:: Given entries

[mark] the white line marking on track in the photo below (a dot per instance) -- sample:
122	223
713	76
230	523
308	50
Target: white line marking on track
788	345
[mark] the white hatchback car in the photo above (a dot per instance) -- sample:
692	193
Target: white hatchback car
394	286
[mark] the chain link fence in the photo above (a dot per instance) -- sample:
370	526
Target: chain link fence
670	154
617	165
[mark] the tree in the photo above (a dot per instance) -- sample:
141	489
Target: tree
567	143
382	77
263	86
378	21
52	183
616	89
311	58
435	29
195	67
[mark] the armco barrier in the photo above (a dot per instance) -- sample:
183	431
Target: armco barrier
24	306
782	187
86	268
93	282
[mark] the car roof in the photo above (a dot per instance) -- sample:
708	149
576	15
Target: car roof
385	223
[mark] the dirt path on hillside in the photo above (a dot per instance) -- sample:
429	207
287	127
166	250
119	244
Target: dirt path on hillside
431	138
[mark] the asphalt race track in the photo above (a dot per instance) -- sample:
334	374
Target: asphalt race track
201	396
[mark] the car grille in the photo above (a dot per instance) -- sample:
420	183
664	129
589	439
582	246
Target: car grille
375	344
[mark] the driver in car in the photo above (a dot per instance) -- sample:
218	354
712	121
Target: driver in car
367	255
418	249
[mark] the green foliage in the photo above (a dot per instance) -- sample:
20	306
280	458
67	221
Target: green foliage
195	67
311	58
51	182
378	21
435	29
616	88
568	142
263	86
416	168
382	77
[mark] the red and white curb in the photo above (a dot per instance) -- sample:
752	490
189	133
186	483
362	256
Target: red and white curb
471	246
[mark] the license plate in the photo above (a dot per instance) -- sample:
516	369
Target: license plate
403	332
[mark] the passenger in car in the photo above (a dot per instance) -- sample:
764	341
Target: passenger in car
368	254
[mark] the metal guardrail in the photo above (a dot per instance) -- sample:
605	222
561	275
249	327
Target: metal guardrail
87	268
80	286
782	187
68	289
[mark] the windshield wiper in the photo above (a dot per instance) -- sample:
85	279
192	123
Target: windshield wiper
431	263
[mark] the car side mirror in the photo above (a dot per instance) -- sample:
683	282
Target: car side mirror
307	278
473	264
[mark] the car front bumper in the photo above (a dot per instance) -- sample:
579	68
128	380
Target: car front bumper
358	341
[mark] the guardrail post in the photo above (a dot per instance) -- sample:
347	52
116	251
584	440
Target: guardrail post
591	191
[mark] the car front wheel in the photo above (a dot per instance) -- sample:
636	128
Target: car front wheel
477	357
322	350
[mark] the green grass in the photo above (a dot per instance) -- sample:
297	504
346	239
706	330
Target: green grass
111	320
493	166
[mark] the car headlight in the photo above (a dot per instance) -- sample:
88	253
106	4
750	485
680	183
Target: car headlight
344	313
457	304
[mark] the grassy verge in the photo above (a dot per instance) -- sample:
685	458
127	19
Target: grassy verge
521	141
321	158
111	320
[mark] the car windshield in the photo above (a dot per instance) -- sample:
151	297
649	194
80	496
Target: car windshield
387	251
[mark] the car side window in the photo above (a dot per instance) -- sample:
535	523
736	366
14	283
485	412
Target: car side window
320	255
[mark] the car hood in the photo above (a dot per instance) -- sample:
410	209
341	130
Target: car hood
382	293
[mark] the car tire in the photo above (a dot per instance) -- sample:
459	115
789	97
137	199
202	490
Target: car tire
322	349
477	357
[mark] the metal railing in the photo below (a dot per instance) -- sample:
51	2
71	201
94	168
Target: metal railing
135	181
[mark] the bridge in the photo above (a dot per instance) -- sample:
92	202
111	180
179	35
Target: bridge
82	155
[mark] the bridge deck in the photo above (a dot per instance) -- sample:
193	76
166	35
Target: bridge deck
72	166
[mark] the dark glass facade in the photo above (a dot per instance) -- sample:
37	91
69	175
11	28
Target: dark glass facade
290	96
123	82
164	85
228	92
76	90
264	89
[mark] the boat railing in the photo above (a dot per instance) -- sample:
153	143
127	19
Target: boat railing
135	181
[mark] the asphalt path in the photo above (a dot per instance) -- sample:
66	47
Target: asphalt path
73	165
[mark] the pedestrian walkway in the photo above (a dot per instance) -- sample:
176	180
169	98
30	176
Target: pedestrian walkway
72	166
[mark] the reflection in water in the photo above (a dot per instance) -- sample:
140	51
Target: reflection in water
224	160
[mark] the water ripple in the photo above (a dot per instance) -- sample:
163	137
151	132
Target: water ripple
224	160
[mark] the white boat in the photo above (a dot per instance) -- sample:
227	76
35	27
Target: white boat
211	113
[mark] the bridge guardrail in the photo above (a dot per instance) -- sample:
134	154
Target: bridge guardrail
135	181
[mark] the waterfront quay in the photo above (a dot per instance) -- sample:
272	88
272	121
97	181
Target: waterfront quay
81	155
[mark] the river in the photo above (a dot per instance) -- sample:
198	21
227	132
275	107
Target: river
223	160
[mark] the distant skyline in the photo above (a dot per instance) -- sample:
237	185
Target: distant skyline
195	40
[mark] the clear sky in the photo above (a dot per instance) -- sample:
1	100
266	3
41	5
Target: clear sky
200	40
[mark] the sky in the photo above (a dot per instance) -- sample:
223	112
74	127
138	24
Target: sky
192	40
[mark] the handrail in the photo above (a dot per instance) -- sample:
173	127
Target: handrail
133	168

::::

* [Task instructions]: Everything from the line containing "[mark] the white boat" through the final line of the listing, inclusive, must be reproduced exactly; leave out the rest.

* [Response to the exercise]:
[mark] the white boat in the photo above (a dot per instance) -- sample:
227	76
35	27
Target: white boat
211	113
[mark] the bridge guardrail in the photo above (a dot per instance) -- sample:
134	154
Target: bridge guardrail
135	181
[mark] the waterfront quay in the photo above (a dot per instance) -- sample:
272	88
272	121
97	181
Target: waterfront quay
81	155
[mark] the river in the photo above (a dot per instance) -- sample:
198	21
227	132
275	107
Target: river
223	160
[mark] the distant skyline in the photo above (a dot per instance) -- sample:
237	185
Target: distant skyline
195	40
[mark] the clear sky in the photo above (a dot per instance) -- sample:
1	100
266	3
41	5
Target: clear sky
200	40
[mark] the sky in the photo above (a dot per instance) -- sample:
223	112
74	127
138	24
Target: sky
192	40
[mark] the handrail in the photo above (a dot per instance) -- sample:
173	127
Target: handrail
133	168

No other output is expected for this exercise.